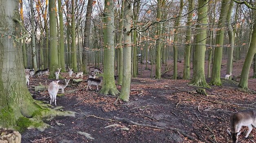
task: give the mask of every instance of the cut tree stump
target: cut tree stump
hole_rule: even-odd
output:
[[[0,143],[20,143],[21,135],[16,130],[0,129]]]

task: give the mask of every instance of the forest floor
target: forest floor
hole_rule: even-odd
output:
[[[234,63],[232,73],[238,77],[236,80],[243,61]],[[171,79],[172,61],[167,66],[170,71],[161,79],[150,78],[150,70],[145,69],[145,65],[141,72],[139,64],[138,77],[131,79],[130,102],[119,100],[116,105],[116,98],[98,94],[95,86],[86,90],[87,75],[79,84],[71,80],[65,89],[65,95],[57,96],[57,104],[64,110],[76,112],[76,116],[45,121],[51,127],[42,132],[26,130],[22,133],[22,143],[231,143],[227,132],[230,115],[256,109],[256,95],[238,88],[238,81],[224,79],[226,62],[223,60],[221,66],[222,86],[205,88],[207,96],[196,92],[200,88],[190,85],[189,81]],[[181,79],[183,62],[178,64],[178,79]],[[207,62],[205,66],[206,72]],[[162,71],[166,69],[163,65]],[[252,73],[252,68],[250,77]],[[68,77],[67,73],[61,75]],[[31,78],[28,87],[35,99],[49,102],[47,92],[34,90],[34,86],[45,80],[47,83],[51,81],[47,77]],[[250,79],[248,85],[256,91],[256,79]],[[117,88],[120,91],[121,86]],[[239,141],[256,142],[255,128],[251,138],[243,139],[247,130],[247,127],[242,128]]]

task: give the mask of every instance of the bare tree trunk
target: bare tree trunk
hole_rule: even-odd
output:
[[[132,45],[131,36],[131,21],[132,20],[131,4],[128,0],[124,2],[124,15],[125,15],[124,24],[124,70],[123,83],[120,98],[126,102],[129,101],[131,82],[131,48]]]

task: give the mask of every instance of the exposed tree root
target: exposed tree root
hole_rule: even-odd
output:
[[[161,128],[161,127],[159,127],[157,126],[151,126],[151,125],[146,125],[146,124],[139,124],[138,123],[136,123],[135,122],[134,122],[131,120],[130,120],[130,119],[127,118],[119,118],[118,117],[114,117],[114,119],[116,120],[117,120],[118,121],[120,121],[120,122],[122,122],[124,123],[128,123],[128,124],[132,124],[133,125],[137,125],[137,126],[143,126],[143,127],[150,127],[150,128],[156,128],[156,129],[161,129],[161,130],[163,130],[164,129],[164,128]]]

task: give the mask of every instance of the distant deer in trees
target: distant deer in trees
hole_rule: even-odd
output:
[[[61,68],[58,68],[58,71],[56,71],[54,73],[55,76],[56,76],[56,79],[59,79],[59,75],[60,75],[60,70],[61,70]]]
[[[88,85],[87,85],[87,88],[86,88],[86,90],[88,89],[88,87],[90,88],[90,89],[91,90],[90,88],[90,85],[92,84],[95,85],[97,86],[97,90],[99,90],[99,85],[100,84],[102,81],[102,77],[100,77],[99,79],[93,79],[92,78],[89,78],[88,79],[87,83]]]
[[[70,69],[68,68],[68,75],[69,75],[69,77],[72,77],[72,75],[74,72],[72,70],[73,68]]]
[[[94,74],[94,72],[93,71],[92,71],[90,72],[90,73],[89,74],[89,78],[92,78],[93,79],[95,79],[96,77],[96,75]]]
[[[228,130],[228,134],[231,137],[233,143],[237,143],[238,136],[242,126],[247,126],[249,130],[245,138],[248,137],[254,127],[256,126],[256,110],[248,109],[233,113],[230,118],[230,130]]]
[[[57,96],[57,93],[59,91],[59,89],[60,88],[60,86],[59,85],[59,82],[60,81],[53,81],[50,83],[49,85],[48,85],[48,90],[50,94],[50,97],[51,97],[51,101],[50,101],[50,104],[51,104],[52,100],[53,102],[54,101],[54,104],[55,106],[56,105],[56,97]]]
[[[78,79],[79,78],[79,76],[81,75],[81,78],[82,79],[83,78],[84,78],[83,74],[84,74],[84,72],[83,72],[83,71],[78,72],[77,73],[77,75],[75,76],[75,78]]]
[[[94,68],[94,73],[96,74],[97,73],[97,74],[99,74],[99,72],[100,72],[100,73],[102,73],[102,70],[101,70],[99,68],[96,67]]]
[[[61,88],[61,93],[64,94],[64,88],[66,88],[67,85],[68,84],[68,83],[70,81],[70,79],[65,79],[65,81],[64,82],[59,82],[59,85],[60,86],[60,88]]]
[[[226,74],[225,75],[225,79],[228,80],[228,79],[230,78],[230,77],[232,75],[232,73],[230,73],[229,74]]]

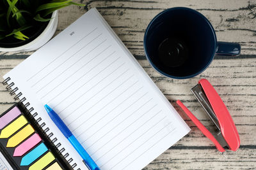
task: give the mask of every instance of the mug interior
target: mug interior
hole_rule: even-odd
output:
[[[173,8],[157,15],[144,38],[146,56],[160,73],[185,78],[202,73],[216,51],[215,32],[207,19],[187,8]]]

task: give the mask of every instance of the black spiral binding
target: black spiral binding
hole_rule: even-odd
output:
[[[16,92],[19,90],[18,87],[14,87],[15,83],[13,82],[8,83],[11,80],[11,78],[10,77],[7,78],[3,81],[3,84],[4,85],[7,85],[6,87],[6,89],[7,90],[10,90],[12,89],[10,94],[11,96],[13,96],[14,94],[16,94]],[[19,92],[18,94],[16,94],[16,96],[14,96],[13,99],[15,101],[19,100],[20,97],[22,96],[22,93]],[[28,110],[28,113],[29,113],[29,116],[30,117],[30,119],[31,121],[33,122],[33,123],[38,127],[38,129],[40,131],[41,134],[44,136],[45,139],[46,139],[49,143],[51,145],[51,148],[54,149],[55,152],[58,154],[58,155],[61,156],[61,159],[64,160],[65,160],[65,163],[67,166],[67,167],[68,169],[73,169],[77,166],[77,164],[76,163],[74,163],[72,164],[72,162],[73,161],[72,158],[69,158],[69,154],[68,153],[65,153],[64,154],[64,152],[65,149],[64,148],[61,148],[61,144],[60,143],[58,143],[58,139],[56,138],[54,138],[53,139],[51,139],[51,137],[53,137],[54,134],[52,132],[50,132],[49,134],[47,134],[47,132],[50,131],[50,129],[49,127],[46,127],[44,129],[43,127],[45,125],[45,122],[41,123],[40,122],[42,121],[42,118],[40,117],[38,117],[38,113],[35,112],[32,115],[31,112],[34,111],[34,108],[33,107],[30,108],[28,109],[28,106],[30,105],[30,103],[29,102],[26,102],[26,99],[25,97],[23,97],[20,99],[19,102],[21,106],[24,107],[24,109]],[[26,103],[26,104],[25,104]],[[79,170],[80,169],[79,168],[77,170]]]

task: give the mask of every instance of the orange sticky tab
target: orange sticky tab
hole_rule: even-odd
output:
[[[16,146],[34,132],[34,129],[30,124],[28,124],[8,139],[6,147],[10,148]]]

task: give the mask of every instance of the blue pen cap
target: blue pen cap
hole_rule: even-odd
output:
[[[48,113],[48,115],[50,116],[51,118],[54,122],[56,125],[60,129],[61,132],[63,134],[65,137],[69,138],[72,135],[72,133],[67,127],[67,125],[64,124],[63,121],[60,118],[60,117],[57,115],[57,113],[52,110],[47,104],[44,105],[44,108]]]

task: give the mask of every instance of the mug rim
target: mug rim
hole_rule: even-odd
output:
[[[205,64],[205,66],[202,69],[200,69],[200,71],[198,71],[196,73],[194,73],[193,74],[188,75],[188,76],[175,76],[170,75],[169,74],[167,74],[167,73],[163,72],[163,71],[162,71],[159,68],[157,68],[157,67],[152,62],[151,59],[149,57],[149,55],[148,55],[148,51],[147,51],[146,39],[147,39],[147,35],[148,34],[148,30],[149,30],[150,27],[151,27],[152,24],[155,22],[155,20],[157,20],[157,18],[159,17],[161,15],[162,15],[164,13],[166,13],[166,12],[170,11],[175,10],[188,10],[188,11],[192,11],[193,13],[195,13],[198,14],[200,17],[202,17],[208,24],[209,26],[210,27],[210,28],[211,28],[211,29],[212,31],[212,34],[213,34],[213,36],[214,36],[214,46],[213,46],[214,52],[212,52],[212,56],[211,56],[211,59],[209,60],[207,64]],[[166,9],[166,10],[165,10],[164,11],[160,12],[159,13],[158,13],[157,15],[156,15],[153,18],[153,19],[148,24],[148,26],[147,27],[146,31],[145,32],[144,38],[143,38],[144,51],[145,51],[146,58],[147,58],[147,60],[148,61],[149,64],[152,66],[152,67],[156,71],[157,71],[161,74],[162,74],[163,76],[165,76],[166,77],[172,78],[176,78],[176,79],[186,79],[186,78],[189,78],[195,77],[195,76],[200,74],[200,73],[202,73],[203,71],[204,71],[208,67],[208,66],[211,64],[211,63],[212,62],[212,61],[213,60],[213,58],[214,58],[214,57],[215,55],[215,53],[216,53],[216,45],[217,45],[217,38],[216,38],[216,33],[215,33],[215,31],[214,31],[212,25],[211,25],[211,24],[209,21],[209,20],[204,15],[202,15],[200,12],[197,11],[196,10],[195,10],[191,9],[191,8],[186,8],[186,7],[174,7],[174,8],[171,8]]]

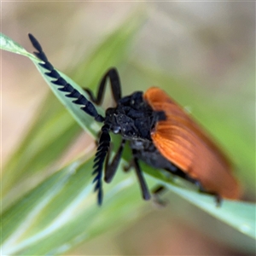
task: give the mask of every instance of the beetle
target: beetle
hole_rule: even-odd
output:
[[[139,160],[155,169],[164,169],[196,184],[201,192],[213,195],[218,204],[222,198],[236,200],[240,197],[239,183],[232,175],[232,166],[220,148],[196,122],[165,91],[151,87],[144,93],[136,91],[122,97],[120,80],[116,68],[107,71],[102,77],[96,96],[85,89],[90,100],[68,84],[48,61],[38,41],[29,34],[38,50],[35,55],[44,63],[45,74],[52,79],[67,97],[74,98],[73,103],[81,110],[102,123],[101,135],[94,159],[93,183],[97,192],[97,202],[102,202],[102,176],[110,183],[120,161],[125,144],[131,148],[134,167],[144,200],[150,199]],[[116,106],[99,114],[94,106],[101,105],[107,81],[109,79]],[[109,162],[109,133],[119,134],[122,140]]]

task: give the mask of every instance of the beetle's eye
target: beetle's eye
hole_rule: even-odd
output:
[[[119,132],[120,131],[120,130],[121,130],[120,126],[113,126],[113,127],[112,128],[112,131],[113,131],[113,133],[119,133]]]

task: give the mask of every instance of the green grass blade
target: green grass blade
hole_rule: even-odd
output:
[[[124,29],[124,27],[122,28]],[[127,35],[121,34],[123,30],[120,30],[119,33],[115,34],[116,38],[119,38],[117,40],[119,47],[123,45],[121,42],[124,38],[127,39],[131,37],[135,29],[131,29],[131,33]],[[105,42],[106,49],[109,51],[108,57],[117,47],[116,44],[113,44],[115,46],[112,47],[111,43],[114,37],[109,38]],[[64,94],[50,83],[49,78],[44,75],[45,70],[38,65],[39,61],[37,58],[6,36],[1,35],[0,40],[2,49],[29,57],[55,95],[76,121],[92,136],[96,135],[100,129],[99,125],[94,122],[90,116],[84,114],[79,106],[72,103],[72,100],[65,97]],[[128,44],[124,44],[124,49],[120,49],[122,53],[125,52]],[[89,84],[91,83],[96,84],[96,83],[94,81],[96,79],[96,78],[99,78],[98,73],[101,71],[102,73],[102,69],[106,65],[112,63],[105,61],[105,55],[104,60],[101,61],[101,58],[102,59],[102,55],[97,52],[92,55],[92,59],[96,60],[96,62],[91,67],[94,74],[91,80],[88,81]],[[97,61],[101,63],[99,66],[96,65]],[[113,56],[113,62],[118,61],[120,61],[119,57]],[[84,67],[87,65],[89,64],[84,64]],[[86,96],[86,94],[76,83],[65,74],[62,75],[68,83]],[[78,71],[77,78],[79,80],[83,79],[81,71]],[[102,109],[98,109],[102,113]],[[66,118],[65,120],[67,120]],[[67,127],[68,125],[66,126],[66,131]],[[53,127],[49,129],[49,131],[56,131],[55,129]],[[41,132],[44,131],[45,130],[43,130],[37,133],[38,139],[42,136]],[[59,137],[57,142],[60,140]],[[30,141],[30,143],[32,143]],[[38,143],[44,144],[44,141],[40,142],[39,140]],[[45,145],[45,148],[48,148],[47,145]],[[36,154],[34,159],[36,160],[39,155]],[[20,157],[20,160],[23,157],[24,155]],[[15,166],[12,167],[13,170],[17,167],[18,164],[15,164]],[[26,169],[32,166],[35,166],[35,163],[27,162]],[[132,217],[130,218],[130,216],[132,216],[131,213],[135,211],[137,213],[135,218],[142,214],[139,206],[143,206],[143,202],[137,195],[138,189],[133,188],[136,180],[133,177],[125,177],[121,172],[119,172],[114,182],[108,186],[104,205],[99,208],[96,204],[96,196],[91,193],[91,160],[82,163],[74,161],[49,177],[25,196],[13,202],[2,216],[3,252],[6,254],[19,255],[60,254],[70,250],[78,243],[90,240],[113,227],[122,226],[125,221],[127,223],[132,221],[134,218]],[[43,166],[41,167],[43,168]],[[160,183],[164,184],[177,195],[232,226],[236,231],[241,232],[248,237],[256,238],[255,204],[224,201],[223,206],[218,208],[215,207],[214,199],[212,196],[183,188],[178,185],[180,182],[178,178],[177,183],[172,183],[161,172],[155,172],[144,165],[143,167],[152,184]],[[15,172],[18,172],[19,169],[16,169]],[[15,182],[17,180],[11,183],[12,186]],[[9,187],[8,189],[10,188]]]

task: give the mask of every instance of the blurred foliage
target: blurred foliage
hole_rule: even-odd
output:
[[[38,5],[38,9],[40,9],[39,6]],[[58,3],[58,9],[59,6]],[[89,3],[84,6],[90,8]],[[53,5],[49,3],[47,10],[52,7]],[[218,32],[215,36],[214,33],[208,32],[209,24],[202,29],[204,23],[199,22],[201,21],[201,16],[199,15],[201,18],[196,20],[195,17],[186,15],[179,20],[180,9],[177,9],[177,5],[172,5],[173,9],[171,9],[167,4],[147,5],[147,9],[145,7],[140,5],[138,9],[135,9],[126,20],[113,26],[113,32],[102,35],[95,45],[89,45],[86,43],[86,50],[90,48],[90,55],[84,53],[78,58],[73,58],[73,52],[78,55],[80,51],[76,49],[77,44],[73,48],[69,47],[66,55],[70,60],[74,60],[73,62],[71,61],[71,63],[68,63],[73,66],[73,68],[67,72],[67,74],[79,84],[96,89],[99,78],[105,70],[111,66],[116,66],[119,67],[121,73],[124,95],[138,89],[143,90],[151,85],[165,89],[181,105],[191,108],[192,115],[203,124],[218,142],[221,142],[225,151],[234,160],[236,167],[236,174],[242,182],[247,198],[255,200],[255,140],[253,139],[255,127],[254,122],[252,121],[254,119],[254,117],[252,118],[253,113],[251,111],[252,102],[255,103],[253,96],[254,86],[251,85],[254,82],[254,76],[252,73],[254,73],[255,70],[251,70],[250,67],[242,66],[243,63],[239,64],[236,61],[242,58],[250,59],[251,52],[250,48],[246,44],[247,44],[245,40],[246,34],[231,35],[230,38],[233,40],[225,41],[222,49],[219,48],[219,42],[224,40],[224,36],[218,38],[219,35]],[[145,10],[148,12],[147,20]],[[61,11],[64,15],[64,9]],[[69,16],[69,24],[74,22],[76,15],[84,17],[83,11],[84,9],[81,9],[80,12],[77,10],[75,15]],[[200,12],[200,9],[197,11]],[[174,17],[174,20],[168,20],[167,14],[170,13]],[[106,15],[107,13],[104,13],[104,15]],[[230,17],[228,13],[225,15]],[[89,13],[87,16],[84,19],[90,20]],[[244,17],[247,22],[247,17],[246,15]],[[44,15],[41,19],[44,20]],[[99,15],[98,19],[102,20],[102,16]],[[161,19],[166,19],[175,29],[178,27],[178,33],[175,34],[173,31],[170,32],[168,28],[162,26],[162,23],[160,23]],[[198,24],[202,24],[198,31],[193,27],[195,23],[190,22],[193,19],[197,20]],[[173,21],[174,24],[172,23]],[[45,26],[50,26],[52,20],[44,19],[40,24],[28,21],[27,24],[34,26],[34,29],[42,26],[45,30]],[[88,24],[90,26],[90,23]],[[189,26],[184,29],[188,24]],[[95,25],[94,29],[96,26],[96,24]],[[237,26],[237,24],[236,26]],[[67,39],[56,38],[58,44],[56,47],[50,48],[56,49],[65,42],[67,44],[67,41],[73,40],[75,37],[81,38],[82,40],[86,38],[86,35],[81,35],[79,29],[78,33],[77,31],[73,30],[72,25],[70,26],[72,29],[65,29],[66,32],[63,35],[66,39],[66,35],[69,34]],[[197,38],[192,36],[192,39],[188,40],[191,46],[184,43],[182,32],[187,33],[188,31],[193,30]],[[224,35],[230,31],[232,31],[230,27],[227,27],[226,31],[225,27],[222,27],[220,34]],[[171,39],[170,33],[172,34]],[[241,33],[245,33],[245,31],[241,30]],[[50,32],[49,34],[50,35]],[[40,41],[41,38],[44,40],[44,36],[36,35]],[[52,30],[51,36],[47,41],[55,44],[53,38],[55,39],[56,37]],[[240,38],[245,40],[241,42],[241,45],[248,49],[247,53],[242,51],[243,48],[239,44],[236,45],[238,40],[236,38]],[[207,43],[201,44],[200,40]],[[172,46],[171,41],[174,42]],[[2,43],[1,41],[3,47]],[[136,48],[132,47],[134,44],[137,44]],[[44,44],[43,46],[48,52],[49,47],[45,48]],[[154,51],[157,46],[158,51]],[[219,49],[218,57],[223,61],[220,67],[214,55],[218,51],[209,51],[210,46]],[[82,47],[84,48],[84,42]],[[191,48],[195,49],[191,51]],[[152,49],[154,50],[150,50]],[[166,52],[167,49],[172,49],[173,52]],[[22,47],[17,50],[26,55]],[[207,62],[202,61],[205,66],[203,64],[200,66],[196,62],[196,60],[203,55],[196,55],[195,52],[201,52],[207,56]],[[172,60],[168,59],[170,55]],[[27,56],[32,57],[29,54]],[[37,61],[35,58],[34,61]],[[73,64],[74,62],[76,63]],[[250,61],[245,62],[250,63]],[[210,66],[208,70],[212,73],[207,71],[208,65]],[[183,67],[187,73],[183,71],[179,73],[180,67]],[[197,71],[203,75],[193,77],[193,73],[196,73]],[[224,77],[222,72],[228,73],[229,77]],[[241,80],[240,87],[236,85],[237,80]],[[64,103],[67,104],[66,102]],[[67,103],[67,106],[70,110],[70,105]],[[74,114],[74,117],[76,118],[77,115]],[[96,124],[84,125],[90,121],[91,119],[85,117],[79,124],[90,134],[96,135],[99,127]],[[2,183],[3,192],[4,192],[3,194],[4,212],[2,215],[4,241],[3,240],[2,242],[4,241],[3,245],[8,250],[11,250],[10,253],[61,254],[84,241],[109,234],[107,231],[109,232],[110,230],[124,230],[132,223],[138,225],[139,217],[150,212],[150,205],[143,203],[138,196],[139,191],[136,180],[133,177],[127,177],[127,175],[123,174],[122,172],[119,172],[113,184],[108,186],[104,206],[99,210],[95,203],[95,195],[91,193],[90,154],[85,160],[79,159],[64,168],[58,166],[58,159],[65,154],[80,131],[80,127],[63,106],[59,104],[53,96],[49,95],[38,109],[33,124],[27,130],[27,135],[20,148],[4,166],[6,171],[3,172]],[[190,224],[198,218],[200,219],[196,227],[198,230],[207,232],[208,236],[212,235],[217,240],[225,242],[240,252],[253,252],[255,241],[251,237],[253,236],[255,228],[254,204],[224,201],[224,207],[217,209],[211,197],[170,183],[161,172],[154,173],[145,166],[143,170],[148,174],[147,180],[151,186],[156,181],[164,183],[172,192],[182,197],[184,196],[186,200],[209,212],[215,218],[208,219],[204,211],[195,210],[179,196],[174,198],[172,194],[168,194],[170,207],[166,210],[167,215],[172,215],[172,212],[177,211],[177,216],[183,216],[183,219]],[[183,204],[184,204],[183,208],[181,207]],[[207,219],[205,225],[201,224],[204,219]],[[216,225],[216,219],[224,220],[235,230],[229,230],[230,228],[223,223],[221,227]],[[218,235],[214,236],[214,233]],[[243,234],[247,234],[251,237]]]

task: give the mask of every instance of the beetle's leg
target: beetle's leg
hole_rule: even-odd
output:
[[[119,76],[118,71],[114,67],[112,67],[108,69],[107,73],[104,74],[104,76],[102,77],[100,82],[96,97],[93,96],[93,93],[90,89],[88,88],[84,89],[89,94],[91,102],[93,102],[96,105],[101,105],[102,102],[108,79],[109,79],[110,80],[111,90],[112,90],[114,102],[117,103],[118,101],[121,98],[121,86],[120,86]]]
[[[117,171],[125,144],[125,140],[123,139],[118,151],[115,154],[115,156],[113,157],[113,159],[110,164],[108,164],[109,154],[108,155],[108,158],[106,159],[104,180],[108,183],[109,183],[112,181],[112,179]],[[108,152],[110,152],[110,150]]]
[[[134,155],[135,154],[134,150],[132,151],[132,153],[133,153],[133,155]],[[148,191],[147,183],[146,183],[145,179],[144,179],[143,175],[143,172],[141,170],[141,167],[140,167],[140,166],[138,164],[138,161],[137,161],[137,159],[136,157],[133,157],[133,166],[135,168],[136,174],[137,176],[137,178],[138,178],[138,181],[139,181],[139,183],[140,183],[140,186],[141,186],[141,189],[142,189],[142,192],[143,192],[143,197],[144,200],[149,200],[150,199],[150,193]]]
[[[127,165],[123,166],[123,170],[125,172],[128,172],[133,167],[133,161],[130,161]]]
_ _ _ _
Select every line of the listing above that contains the word "blue", treating uppercase and lowercase letters as distinct.

task: give the mask of every instance of the blue pen cap
target: blue pen cap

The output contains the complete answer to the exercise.